* Begin PROVIDED RECORDS *

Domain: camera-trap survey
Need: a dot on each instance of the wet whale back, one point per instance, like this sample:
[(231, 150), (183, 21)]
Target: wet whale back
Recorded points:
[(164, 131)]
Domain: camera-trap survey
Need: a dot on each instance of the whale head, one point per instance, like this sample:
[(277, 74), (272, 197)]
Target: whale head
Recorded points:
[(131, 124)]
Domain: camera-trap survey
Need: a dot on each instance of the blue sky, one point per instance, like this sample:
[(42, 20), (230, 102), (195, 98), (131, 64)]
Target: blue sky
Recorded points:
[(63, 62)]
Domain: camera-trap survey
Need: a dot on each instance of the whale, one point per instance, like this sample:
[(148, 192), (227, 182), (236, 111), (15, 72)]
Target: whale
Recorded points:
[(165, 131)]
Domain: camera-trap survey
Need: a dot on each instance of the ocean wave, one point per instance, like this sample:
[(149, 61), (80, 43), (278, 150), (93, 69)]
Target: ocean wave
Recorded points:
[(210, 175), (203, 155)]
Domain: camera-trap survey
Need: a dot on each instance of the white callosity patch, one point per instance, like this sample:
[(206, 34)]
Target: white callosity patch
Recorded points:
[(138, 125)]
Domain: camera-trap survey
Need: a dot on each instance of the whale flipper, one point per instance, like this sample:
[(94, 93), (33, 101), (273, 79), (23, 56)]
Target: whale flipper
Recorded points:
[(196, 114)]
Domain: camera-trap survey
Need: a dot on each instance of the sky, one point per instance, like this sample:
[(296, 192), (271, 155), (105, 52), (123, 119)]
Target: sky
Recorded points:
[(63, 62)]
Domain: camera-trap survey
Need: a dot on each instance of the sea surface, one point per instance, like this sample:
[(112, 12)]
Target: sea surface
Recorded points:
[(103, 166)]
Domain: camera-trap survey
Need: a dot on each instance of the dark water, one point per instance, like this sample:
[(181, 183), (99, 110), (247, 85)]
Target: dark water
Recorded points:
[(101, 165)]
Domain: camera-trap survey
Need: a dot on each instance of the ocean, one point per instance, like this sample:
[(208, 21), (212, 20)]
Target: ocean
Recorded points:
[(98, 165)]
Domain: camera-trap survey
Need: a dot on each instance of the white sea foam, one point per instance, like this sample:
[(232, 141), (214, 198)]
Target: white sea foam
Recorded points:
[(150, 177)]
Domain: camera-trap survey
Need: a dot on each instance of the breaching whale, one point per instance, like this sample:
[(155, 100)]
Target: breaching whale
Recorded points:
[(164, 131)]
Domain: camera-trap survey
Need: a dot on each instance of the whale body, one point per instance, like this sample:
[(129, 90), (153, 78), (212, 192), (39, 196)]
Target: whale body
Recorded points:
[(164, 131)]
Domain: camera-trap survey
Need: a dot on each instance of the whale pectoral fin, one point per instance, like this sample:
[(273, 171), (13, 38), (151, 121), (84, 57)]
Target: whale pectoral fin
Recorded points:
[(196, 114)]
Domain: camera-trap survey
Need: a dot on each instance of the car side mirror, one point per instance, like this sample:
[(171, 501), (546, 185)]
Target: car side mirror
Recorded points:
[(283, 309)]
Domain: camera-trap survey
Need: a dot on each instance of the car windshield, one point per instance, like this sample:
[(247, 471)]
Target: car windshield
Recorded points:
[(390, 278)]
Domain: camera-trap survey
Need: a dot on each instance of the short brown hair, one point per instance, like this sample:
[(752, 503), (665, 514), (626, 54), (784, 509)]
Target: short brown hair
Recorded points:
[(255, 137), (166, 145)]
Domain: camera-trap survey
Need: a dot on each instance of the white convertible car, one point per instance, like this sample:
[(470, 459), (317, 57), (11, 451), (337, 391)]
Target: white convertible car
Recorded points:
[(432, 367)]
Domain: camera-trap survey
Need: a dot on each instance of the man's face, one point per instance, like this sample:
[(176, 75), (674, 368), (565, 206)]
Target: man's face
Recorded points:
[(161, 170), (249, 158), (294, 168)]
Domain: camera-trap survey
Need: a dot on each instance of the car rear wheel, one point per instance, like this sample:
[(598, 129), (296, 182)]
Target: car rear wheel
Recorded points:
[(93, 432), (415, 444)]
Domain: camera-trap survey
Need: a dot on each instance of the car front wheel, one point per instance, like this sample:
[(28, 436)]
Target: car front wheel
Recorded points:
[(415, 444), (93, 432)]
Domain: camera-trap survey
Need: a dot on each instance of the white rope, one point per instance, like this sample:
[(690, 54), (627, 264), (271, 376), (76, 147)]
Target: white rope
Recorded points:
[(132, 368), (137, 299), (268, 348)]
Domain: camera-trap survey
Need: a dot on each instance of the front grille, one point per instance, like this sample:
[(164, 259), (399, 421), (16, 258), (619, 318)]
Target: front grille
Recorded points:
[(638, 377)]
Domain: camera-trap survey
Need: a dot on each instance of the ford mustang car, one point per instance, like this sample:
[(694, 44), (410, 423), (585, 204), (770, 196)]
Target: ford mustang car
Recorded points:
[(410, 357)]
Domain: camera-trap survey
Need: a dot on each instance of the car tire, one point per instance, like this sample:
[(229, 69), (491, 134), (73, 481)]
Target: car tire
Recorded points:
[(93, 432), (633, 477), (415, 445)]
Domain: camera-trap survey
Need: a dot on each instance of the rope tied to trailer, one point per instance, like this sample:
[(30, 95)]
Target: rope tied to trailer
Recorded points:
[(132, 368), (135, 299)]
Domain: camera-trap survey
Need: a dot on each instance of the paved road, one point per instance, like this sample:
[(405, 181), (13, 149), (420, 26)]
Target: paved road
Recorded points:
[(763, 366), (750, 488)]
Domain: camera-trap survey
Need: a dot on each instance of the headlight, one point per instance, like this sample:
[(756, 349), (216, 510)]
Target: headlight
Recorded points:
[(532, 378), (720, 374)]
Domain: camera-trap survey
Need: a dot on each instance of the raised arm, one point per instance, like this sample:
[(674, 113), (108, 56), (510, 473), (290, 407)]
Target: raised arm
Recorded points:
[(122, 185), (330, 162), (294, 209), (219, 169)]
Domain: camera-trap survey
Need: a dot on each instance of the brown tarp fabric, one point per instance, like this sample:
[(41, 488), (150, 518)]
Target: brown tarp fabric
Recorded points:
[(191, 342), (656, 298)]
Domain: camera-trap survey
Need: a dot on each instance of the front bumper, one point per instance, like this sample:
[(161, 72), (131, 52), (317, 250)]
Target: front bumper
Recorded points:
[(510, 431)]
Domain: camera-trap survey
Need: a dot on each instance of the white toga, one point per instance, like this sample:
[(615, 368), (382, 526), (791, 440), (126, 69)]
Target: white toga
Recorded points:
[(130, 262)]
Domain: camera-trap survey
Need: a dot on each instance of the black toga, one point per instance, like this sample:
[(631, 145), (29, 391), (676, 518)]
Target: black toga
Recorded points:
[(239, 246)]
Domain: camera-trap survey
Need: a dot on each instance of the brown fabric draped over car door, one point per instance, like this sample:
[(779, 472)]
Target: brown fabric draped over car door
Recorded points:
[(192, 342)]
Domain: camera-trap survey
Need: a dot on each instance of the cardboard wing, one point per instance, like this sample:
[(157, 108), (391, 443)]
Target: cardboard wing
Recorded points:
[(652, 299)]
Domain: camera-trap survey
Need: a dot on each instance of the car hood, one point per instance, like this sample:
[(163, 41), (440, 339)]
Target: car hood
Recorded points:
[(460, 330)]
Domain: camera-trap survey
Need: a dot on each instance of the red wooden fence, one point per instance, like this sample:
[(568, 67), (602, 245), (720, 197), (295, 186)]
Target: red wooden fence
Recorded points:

* End PROVIDED RECORDS *

Starting with the first line of the data and going on through the line containing "[(131, 124)]", substitute "dolphin" for every "whale" and write those lines out again with nothing else changed.

Domain: camera-trap survey
Need: a dot on each instance of the wet dolphin back, one point per instance, like this sample:
[(231, 150), (183, 21)]
Target: wet dolphin back
Recorded points:
[(164, 131)]
Domain: camera-trap survey
Need: a dot on each instance of the dolphin head, one point per instance, like this sample:
[(277, 74), (272, 197)]
Target: dolphin head
Recorded points:
[(131, 124)]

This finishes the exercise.